Image point grounding data:
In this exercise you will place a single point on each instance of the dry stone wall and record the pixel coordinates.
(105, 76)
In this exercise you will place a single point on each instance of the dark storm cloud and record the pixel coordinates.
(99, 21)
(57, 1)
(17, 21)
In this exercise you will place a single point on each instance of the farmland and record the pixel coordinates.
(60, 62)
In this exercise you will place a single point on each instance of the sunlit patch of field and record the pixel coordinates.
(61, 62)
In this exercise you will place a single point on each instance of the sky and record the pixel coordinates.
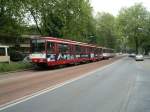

> _DIRECTIONS_: Reproduce exactly and only the lines from the line that contains "farmland and record the pixel coordinates." to the end of the data above, both ends included. No pictures go in the copy.

> _SOLUTION FOR THIS PROBLEM_:
In this exercise you will place a single point on each instance of the farmland and record the pixel coordinates.
(60, 62)
In this exercise you will place a single point on each instance of the sunlit patch of field and record the pixel coordinates.
(61, 62)
In this exercise you will place a single point on each instance of the sky and record the pixel coordinates.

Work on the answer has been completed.